What you should do →
Rewrite the entries from the line containing "Target: crowd of people" through the last line of the entries as a numbered list, both ends included. Leave out any blank lines.

──────── Provided material

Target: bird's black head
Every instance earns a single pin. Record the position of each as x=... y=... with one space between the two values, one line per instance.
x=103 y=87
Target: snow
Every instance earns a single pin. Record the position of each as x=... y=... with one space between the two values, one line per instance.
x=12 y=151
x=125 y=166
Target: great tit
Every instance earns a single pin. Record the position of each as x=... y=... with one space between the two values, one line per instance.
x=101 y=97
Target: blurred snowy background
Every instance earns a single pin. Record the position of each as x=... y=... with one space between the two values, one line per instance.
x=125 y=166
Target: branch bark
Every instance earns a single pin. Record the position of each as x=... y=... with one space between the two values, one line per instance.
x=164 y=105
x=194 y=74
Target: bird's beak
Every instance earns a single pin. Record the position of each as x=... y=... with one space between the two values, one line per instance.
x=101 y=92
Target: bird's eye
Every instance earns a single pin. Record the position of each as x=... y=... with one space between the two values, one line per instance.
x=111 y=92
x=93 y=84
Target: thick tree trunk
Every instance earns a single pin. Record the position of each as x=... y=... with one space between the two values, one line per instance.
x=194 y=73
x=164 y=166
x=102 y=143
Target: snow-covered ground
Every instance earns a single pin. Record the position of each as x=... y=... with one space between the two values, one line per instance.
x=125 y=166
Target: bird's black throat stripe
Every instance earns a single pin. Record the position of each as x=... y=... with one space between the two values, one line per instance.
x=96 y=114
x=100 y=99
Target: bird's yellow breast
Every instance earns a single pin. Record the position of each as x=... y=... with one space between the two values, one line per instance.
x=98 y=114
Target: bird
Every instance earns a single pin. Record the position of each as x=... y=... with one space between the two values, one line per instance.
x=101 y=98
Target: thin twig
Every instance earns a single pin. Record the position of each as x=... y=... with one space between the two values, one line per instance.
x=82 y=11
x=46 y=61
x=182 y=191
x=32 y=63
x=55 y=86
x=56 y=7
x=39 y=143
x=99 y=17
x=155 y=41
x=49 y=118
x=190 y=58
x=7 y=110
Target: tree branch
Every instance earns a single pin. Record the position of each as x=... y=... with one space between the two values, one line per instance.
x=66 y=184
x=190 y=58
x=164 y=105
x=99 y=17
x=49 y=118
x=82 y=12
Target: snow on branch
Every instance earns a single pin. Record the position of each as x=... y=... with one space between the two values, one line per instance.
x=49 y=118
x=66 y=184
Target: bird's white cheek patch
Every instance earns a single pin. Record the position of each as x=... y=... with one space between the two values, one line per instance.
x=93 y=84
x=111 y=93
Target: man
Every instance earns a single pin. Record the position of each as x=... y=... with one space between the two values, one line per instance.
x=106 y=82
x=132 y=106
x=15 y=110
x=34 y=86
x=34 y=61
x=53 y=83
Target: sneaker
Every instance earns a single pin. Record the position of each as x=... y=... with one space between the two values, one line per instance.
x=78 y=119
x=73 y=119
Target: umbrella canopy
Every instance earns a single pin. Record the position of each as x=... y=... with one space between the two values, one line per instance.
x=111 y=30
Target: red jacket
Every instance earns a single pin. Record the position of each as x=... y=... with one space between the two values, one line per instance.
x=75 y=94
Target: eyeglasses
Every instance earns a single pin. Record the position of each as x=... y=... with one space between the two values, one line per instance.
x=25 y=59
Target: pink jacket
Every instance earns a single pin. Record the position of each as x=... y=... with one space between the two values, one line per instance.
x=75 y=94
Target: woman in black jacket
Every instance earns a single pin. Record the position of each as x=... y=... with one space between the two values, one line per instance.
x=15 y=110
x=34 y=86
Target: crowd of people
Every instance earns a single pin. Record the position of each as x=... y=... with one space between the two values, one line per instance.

────────────────

Output of the task →
1. Target: crowd of people
2. Every instance earns a single pin. Record the position of each as x=... y=... with one space between the two values, one line per instance.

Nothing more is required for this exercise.